**Text extract**
○ ○ ○

This is an obvious thing that we had same third-party libraries, wrappers over external libraries, and self-baked useful utilities shared across different modules. This means that our module-specific webpack config file would have the same set of repeated rules and aliases. Code duplication might seem a good fit here for readability but is really painful to maintain in a long run.

Let’s discuss how we managed to share the common module rules and resolve aliases across the different modules.

Below is a generic utility file’s code which has two methods. One outputs whether a passed argument is an Object and the other one outputs whether it’s an array.

// Filename: GenericUtils.js

module.exports = {
    isObject: function (obj) {
        return Object.prototype.toString.call(obj) === '[object Object]';
    },
    isArray: function (arr) {
        return Object.prototype.toString.call(arr) === '[object Array]';
    }
};

Here’s a list of common rules and aliases defined explicitly in a separate file.

// Filename: webpack.common-module-rules-and-alias.js

const path = require('path');
let basePath = path.join(__dirname, '/../');

module.exports = {
    alias: {
        // Common thrid-party libraries being used in different modules
        'pubSub': basePath + 'node_modules/pubsub/dist/ba-tiny-pubsub.min',
        'select2': basePath + 'node_modules/select2/dist/js/select2.full.min',
        'acrossTabs': basePath + 'node_modules/across-tabs/dist/across-tabs.this',
        // ....more

        // Common self-baked utilities
        'utils': 'lib/player/utils',
        'storage': 'lib/player/storage',
        // ....more

        // Common services
        'auth': 'lib/Auth',
        'gaUtils': 'lib/GAUtils',
        'DOMUtils': 'lib/DOMUtils',
        'arrayUtils': 'lib/ArrayUtils',
        // ....more

        // Common constants
        'AnalyticsEventEnum': 'lib/constants/AnalyticsEventEnum',
        'MapTypeEnum': 'lib/constants/MapTypeEnum',
        'segmentAnalyticsUtils': 'lib/analytics/SegmentAnalyticsUtils',
        // ....more
    },

    rules: [
        { test: /jQuery/, loader: 'expose-loader?$' },
        { test: /pubSub/, loader: 'expose-loader?pubSub!imports-loader?jQuery' },
        { test: /select2/, loader: 'expose-loader?select2!imports-loader?jQuery' },
        { test: /acrossTabs/, loader: 'expose-loader?AcrossTabs' },
        // ....more

        { test: /utils/, loader: 'expose-loader?utils' },
        { test: /storage/, loader: 'expose-loader?storage' },
        // ....more

        { test: /auth/, loader: 'expose-loader?auth' },
        { test: /gaUtils/, loader: 'expose-loader?gaUtils' },
        { test: /DOMUtils/, loader: 'expose-loader?DOMUtils' },
        { test: /arrayUtils/, loader: 'expose-loader?arrayUtils' },
        // ....more

        { test: /AnalyticsEventEnum/, loader: 'expose-loader?AnalyticsEventEnum' },
        { test: /MapTypeEnum/, loader: 'expose-loader?MapTypeEnum' },
        { test: /segmentAnalyticsUtils/, loader: 'expose-loader?segmentAnalyticsUtils' },
        // ....more
    ]
};

We now had a common file where we could easily add/update/remove any rule and its corresponding alias. Now we needed to have a utility which combines the common rules and aliases with the already defined rules and aliases in a particular modules’ config file.

○ ○ ○

**Provided information**
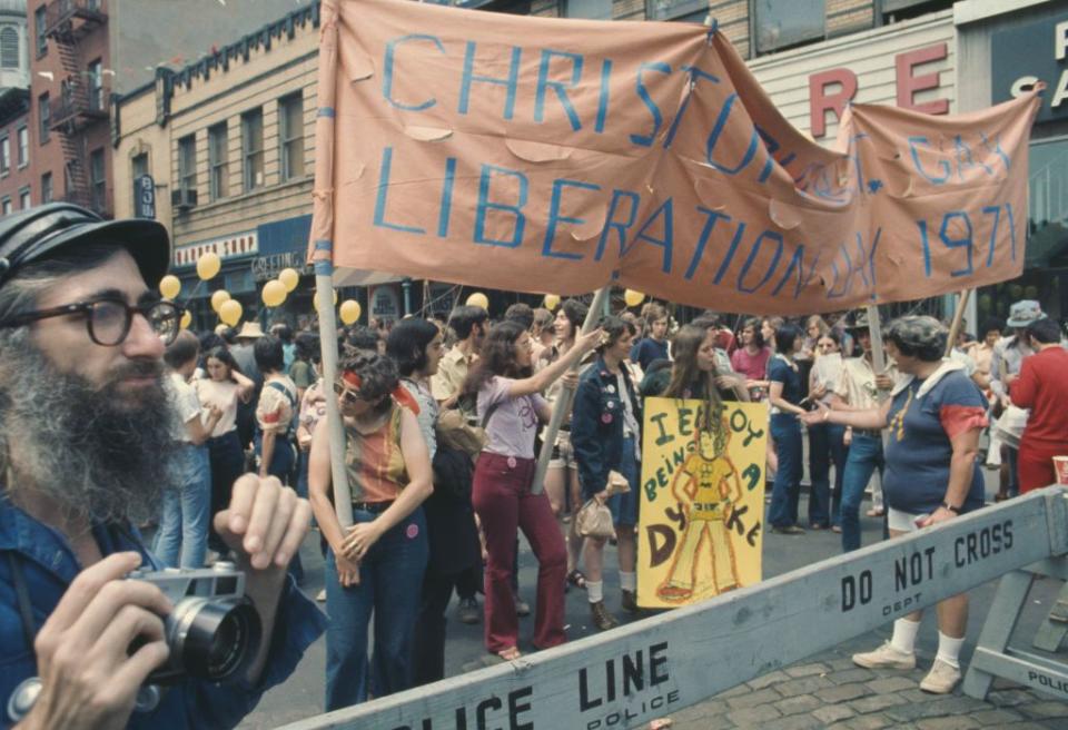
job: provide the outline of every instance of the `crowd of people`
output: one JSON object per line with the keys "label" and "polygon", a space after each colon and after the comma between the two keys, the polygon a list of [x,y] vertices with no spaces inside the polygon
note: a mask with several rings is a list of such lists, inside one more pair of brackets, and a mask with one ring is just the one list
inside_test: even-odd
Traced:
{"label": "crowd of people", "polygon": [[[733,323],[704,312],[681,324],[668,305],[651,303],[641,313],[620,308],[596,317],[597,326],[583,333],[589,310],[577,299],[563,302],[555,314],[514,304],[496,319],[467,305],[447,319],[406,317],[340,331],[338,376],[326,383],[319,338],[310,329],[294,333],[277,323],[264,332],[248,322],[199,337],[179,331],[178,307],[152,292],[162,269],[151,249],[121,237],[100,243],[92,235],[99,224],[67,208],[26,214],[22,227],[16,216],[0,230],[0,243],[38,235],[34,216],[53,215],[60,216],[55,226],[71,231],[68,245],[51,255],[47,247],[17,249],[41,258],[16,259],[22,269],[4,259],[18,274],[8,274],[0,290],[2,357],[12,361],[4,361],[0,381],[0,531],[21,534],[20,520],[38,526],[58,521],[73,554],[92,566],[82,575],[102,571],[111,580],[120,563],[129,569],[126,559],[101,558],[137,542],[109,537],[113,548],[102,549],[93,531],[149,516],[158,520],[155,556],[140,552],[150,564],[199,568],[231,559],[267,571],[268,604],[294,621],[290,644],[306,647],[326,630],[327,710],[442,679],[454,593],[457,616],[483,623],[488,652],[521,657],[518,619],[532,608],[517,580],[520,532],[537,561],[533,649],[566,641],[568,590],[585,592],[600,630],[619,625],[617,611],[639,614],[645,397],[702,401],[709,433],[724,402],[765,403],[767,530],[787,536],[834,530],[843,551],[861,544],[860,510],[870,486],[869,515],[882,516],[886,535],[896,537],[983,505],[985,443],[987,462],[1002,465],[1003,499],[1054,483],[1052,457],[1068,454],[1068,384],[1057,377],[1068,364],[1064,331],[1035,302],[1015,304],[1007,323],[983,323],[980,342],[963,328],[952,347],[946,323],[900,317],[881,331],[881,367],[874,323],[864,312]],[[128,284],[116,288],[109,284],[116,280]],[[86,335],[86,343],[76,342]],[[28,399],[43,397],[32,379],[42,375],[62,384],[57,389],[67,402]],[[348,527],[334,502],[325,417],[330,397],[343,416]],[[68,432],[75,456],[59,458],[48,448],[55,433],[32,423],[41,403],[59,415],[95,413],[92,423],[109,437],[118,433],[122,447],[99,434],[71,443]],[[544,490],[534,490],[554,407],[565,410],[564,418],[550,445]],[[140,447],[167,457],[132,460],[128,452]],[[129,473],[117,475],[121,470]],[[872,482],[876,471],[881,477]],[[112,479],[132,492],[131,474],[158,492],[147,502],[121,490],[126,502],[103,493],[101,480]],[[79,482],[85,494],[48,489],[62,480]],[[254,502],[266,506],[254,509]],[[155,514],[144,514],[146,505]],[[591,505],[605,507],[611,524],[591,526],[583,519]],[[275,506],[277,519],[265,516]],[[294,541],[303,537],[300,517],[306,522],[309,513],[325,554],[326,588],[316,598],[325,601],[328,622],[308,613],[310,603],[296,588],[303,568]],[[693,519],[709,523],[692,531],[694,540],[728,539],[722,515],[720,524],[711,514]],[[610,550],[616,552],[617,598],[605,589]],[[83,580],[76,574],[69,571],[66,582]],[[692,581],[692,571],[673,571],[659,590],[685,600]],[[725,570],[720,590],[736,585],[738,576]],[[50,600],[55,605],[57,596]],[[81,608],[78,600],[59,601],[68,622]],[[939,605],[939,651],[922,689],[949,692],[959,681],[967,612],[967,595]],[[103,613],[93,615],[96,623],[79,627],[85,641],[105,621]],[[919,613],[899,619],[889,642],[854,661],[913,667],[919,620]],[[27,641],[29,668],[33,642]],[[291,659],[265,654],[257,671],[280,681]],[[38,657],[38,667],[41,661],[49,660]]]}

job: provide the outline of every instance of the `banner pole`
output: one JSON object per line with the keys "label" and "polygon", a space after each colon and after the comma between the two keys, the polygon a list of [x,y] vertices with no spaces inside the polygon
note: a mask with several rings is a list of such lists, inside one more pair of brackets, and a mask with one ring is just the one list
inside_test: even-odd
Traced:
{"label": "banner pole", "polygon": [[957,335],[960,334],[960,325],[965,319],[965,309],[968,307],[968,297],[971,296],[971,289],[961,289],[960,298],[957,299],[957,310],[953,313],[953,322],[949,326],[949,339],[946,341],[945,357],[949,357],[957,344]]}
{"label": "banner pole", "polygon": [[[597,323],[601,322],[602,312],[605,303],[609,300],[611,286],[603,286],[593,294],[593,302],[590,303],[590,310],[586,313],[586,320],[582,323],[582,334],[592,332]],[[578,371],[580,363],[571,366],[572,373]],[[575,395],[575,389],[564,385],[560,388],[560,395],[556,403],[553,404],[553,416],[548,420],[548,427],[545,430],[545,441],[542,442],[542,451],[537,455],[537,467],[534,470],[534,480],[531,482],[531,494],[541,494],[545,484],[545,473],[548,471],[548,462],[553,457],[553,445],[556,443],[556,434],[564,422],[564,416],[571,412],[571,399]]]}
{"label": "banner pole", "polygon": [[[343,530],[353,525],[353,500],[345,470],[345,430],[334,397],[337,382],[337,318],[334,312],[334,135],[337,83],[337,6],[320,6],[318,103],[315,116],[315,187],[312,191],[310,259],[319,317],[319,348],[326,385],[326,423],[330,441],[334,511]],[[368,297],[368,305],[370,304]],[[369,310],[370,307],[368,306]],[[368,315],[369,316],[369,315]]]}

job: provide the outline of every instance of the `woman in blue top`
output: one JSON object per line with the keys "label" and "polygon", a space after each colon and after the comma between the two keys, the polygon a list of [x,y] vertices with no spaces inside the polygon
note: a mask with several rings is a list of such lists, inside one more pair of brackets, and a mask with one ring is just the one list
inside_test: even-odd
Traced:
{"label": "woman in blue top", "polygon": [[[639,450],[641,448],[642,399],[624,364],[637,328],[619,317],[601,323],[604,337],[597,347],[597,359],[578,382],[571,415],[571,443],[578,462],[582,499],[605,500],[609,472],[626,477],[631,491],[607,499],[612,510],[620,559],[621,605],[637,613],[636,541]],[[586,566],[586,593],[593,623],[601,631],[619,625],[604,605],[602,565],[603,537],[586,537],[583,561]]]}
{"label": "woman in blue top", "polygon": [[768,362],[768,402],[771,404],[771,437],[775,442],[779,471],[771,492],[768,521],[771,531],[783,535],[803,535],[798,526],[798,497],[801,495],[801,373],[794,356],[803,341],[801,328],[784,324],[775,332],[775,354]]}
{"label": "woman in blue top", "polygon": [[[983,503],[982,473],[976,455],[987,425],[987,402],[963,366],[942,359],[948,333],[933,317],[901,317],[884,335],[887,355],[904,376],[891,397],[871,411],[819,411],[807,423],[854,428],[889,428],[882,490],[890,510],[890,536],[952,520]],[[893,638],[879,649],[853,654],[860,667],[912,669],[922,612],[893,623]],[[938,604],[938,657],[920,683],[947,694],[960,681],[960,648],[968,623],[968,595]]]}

○ ○ ○

**What to work on**
[1] From the write-up on sharing webpack rules and aliases, output the passage starting with "This is an obvious" and going on through "the different modules.", copied word for word.
[2] Answer these questions from the write-up on sharing webpack rules and aliases:
(a) What are the names of the two methods in GenericUtils.js?
(b) What is the filename of the separate file that lists the common rules and aliases?
(c) Which path does the 'auth' alias point to?
[3] Take the write-up on sharing webpack rules and aliases further, beginning right after its final sentence.

**Answers given**
[1]
This is an obvious thing that we had same third-party libraries, wrappers over external libraries, and self-baked useful utilities shared across different modules. This means that our module-specific webpack config file would have the same set of repeated rules and aliases. Code duplication might seem a good fit here for readability but is really painful to maintain in a long run.

Let’s discuss how we managed to share the common module rules and resolve aliases across the different modules.

[2]
(a) isObject and isArray
(b) webpack.common-module-rules-and-alias.js
(c) 'lib/Auth'

[3]
// Filename: rulesAndAliasUtil.js

const moduleRulesAndAlias = require('./webpack.common-module-rules-and-alias');
const genericUtil = require('./genericUtil');

module.exports = {
    mergeRulesAndUpdate: function(testRules, config) {
        if (testRules && config && config.module && config.module.rules &&
            genericUtil.isObject(config) &&
            genericUtil.isArray(testRules)
        ) {
            testRules.concat(moduleRulesAndAlias.rules);
            for (let i = 0; i < testRules.length; i++) {
              config.module.rules.push(testRules[i]);
            }

            return config;
        }
        return config;
    },
    mergeAliasAndUpdate: function (aliases, config) {
        if (aliases && config && config.resolve &&
            genericUtil.isObject(aliases) && genericUtil.isObject(config)
        ) {
            let allAliases = Object.assign(aliases, moduleRulesAndAlias.alias);

            config.resolve.alias = allAliases;
            return config;
        }

        return config;
    }
};

Time to write our module specific config file. We’ll demonstrate just one config file i.e. for moduleA and the others would look exactly the same except the options’ value as per module.

Here’s the full webpack config file for moduleA.

// Filename: webpack.moduleA.js

const path = require('path');
const webpack = require('webpack');
const env = require('./../webpack.env').env; // Just to get the env(dev/prod), discussed in detail later

const rulesAndAliasUtil = require('./utils/rulesAndAliasUtil');

let basePath = path.join(__dirname, '/../');
let config = {
  // Entry, file to be bundled
  entry: {
    'moduleA': basePath + 'src/path/to/moduleA-entry.js',
  },
  devtool: env === 'build' ? 'source-map' : false,
  output: {
    // Output directory
    path: basePath + 'dist/moduleA',
    library: '[name]',
    // [hash:6] with add a SHA based on file changes if the env is build
    filename: env === EnvEnum.BUILD ? '[name]-[hash:6].min.js' : '[name].min.js',
    libraryTarget: 'umd',
    umdNamedDefine: true
  },
  module: {
    rules: []
  },
  resolve: {
    alias: {},
    modules: [
      // Files path which will be referenced while bundling
      basePath + 'src',
      basePath + 'node_modules',
    ],
    extensions: ['.js'] // File types
  },
  plugins: []
};

// Following requirejs format - define how will they be exposed(via expose-loader or exports-loader) and their dependenices(via imports-loader)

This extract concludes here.